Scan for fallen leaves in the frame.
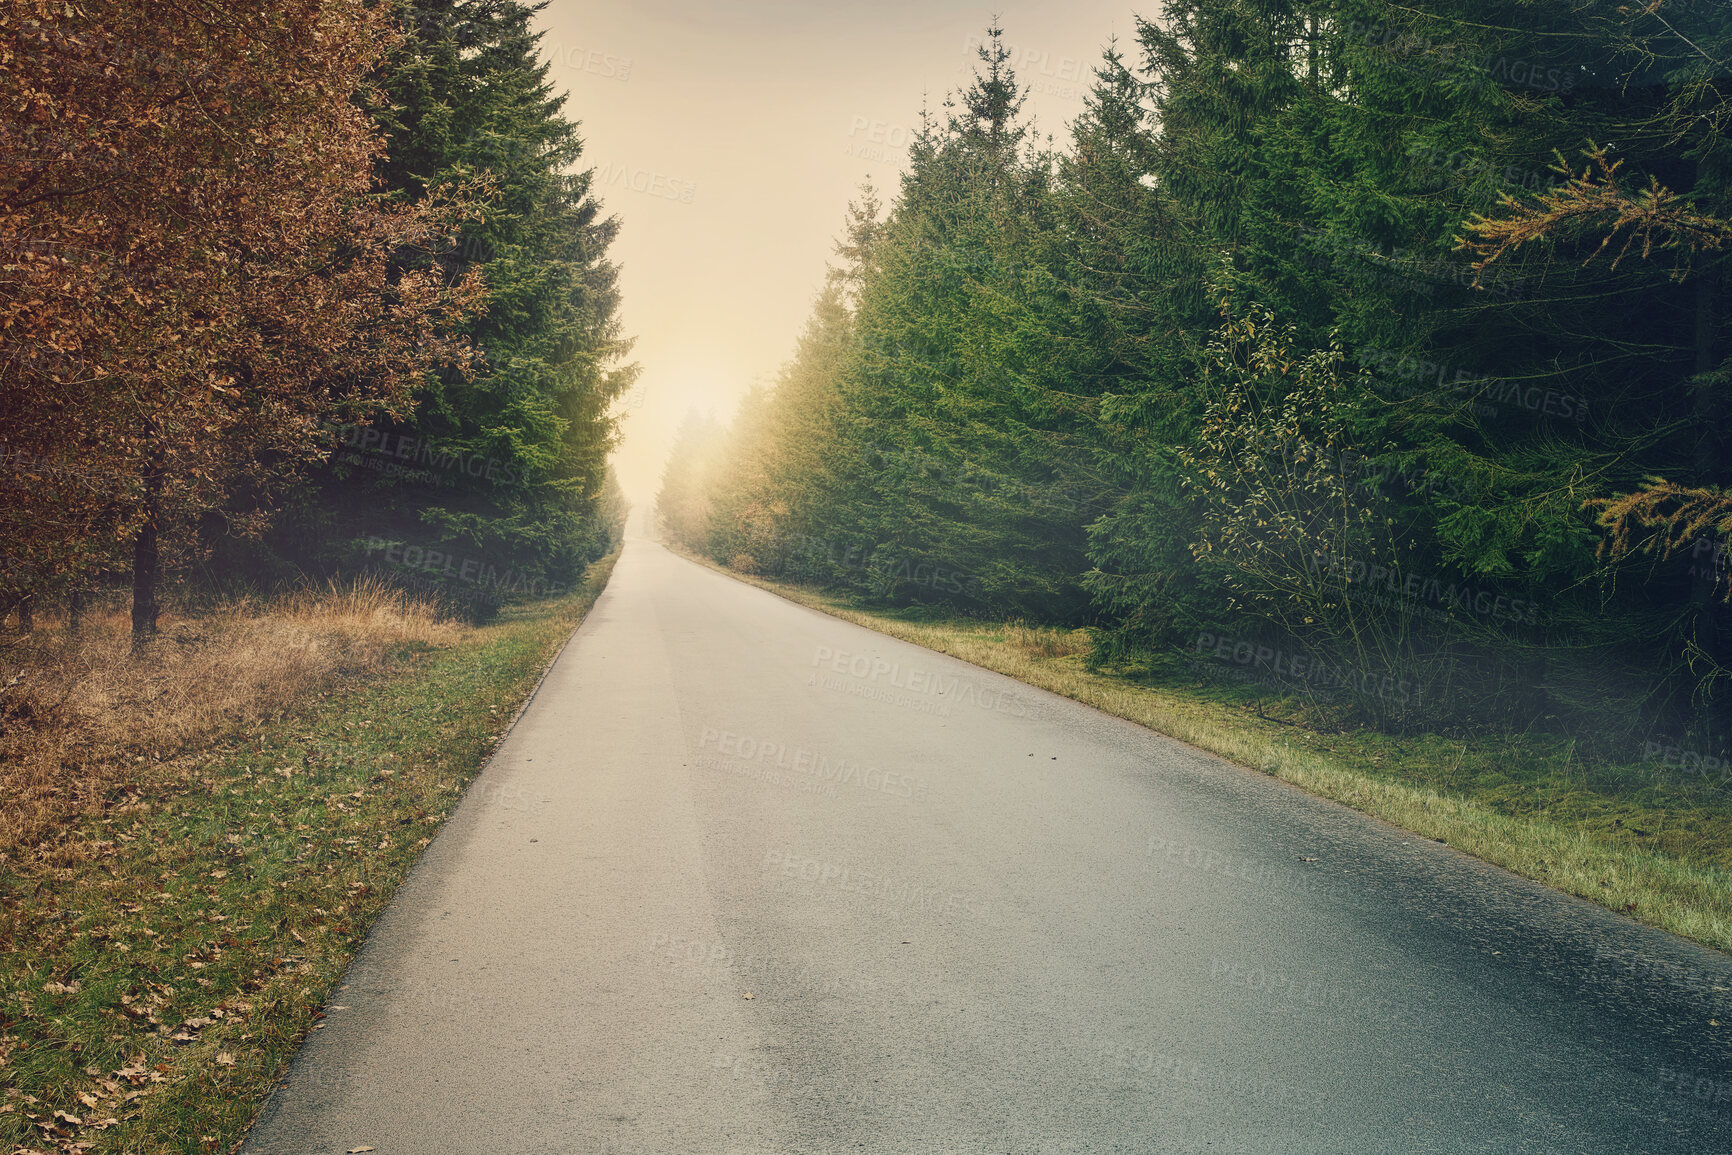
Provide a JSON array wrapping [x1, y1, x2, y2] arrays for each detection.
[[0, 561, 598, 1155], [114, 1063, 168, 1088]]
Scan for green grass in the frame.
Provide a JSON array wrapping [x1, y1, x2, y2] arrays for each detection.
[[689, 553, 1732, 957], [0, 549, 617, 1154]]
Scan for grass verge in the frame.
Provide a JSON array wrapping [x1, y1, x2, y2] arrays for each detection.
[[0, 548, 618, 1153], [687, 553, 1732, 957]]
_____
ASSIGNED TASK:
Write out every entry again word for word, without any of the pictures.

RESULT OF THE TASK:
Scan for fallen leaves in the frame.
Provide a JSON array wrapping [x1, y1, x2, y2] arrays for each detection.
[[0, 561, 598, 1155], [114, 1063, 168, 1088]]
Scan for green grass in the frame.
Provide a JSON array wrapping [x1, y1, x2, y2] arrays for each detection.
[[689, 553, 1732, 957], [0, 549, 617, 1154]]
Scan for grass verge in the frame.
Provide a JSON array wrapping [x1, y1, x2, y2] arrays for each detection.
[[0, 548, 618, 1153], [687, 553, 1732, 957]]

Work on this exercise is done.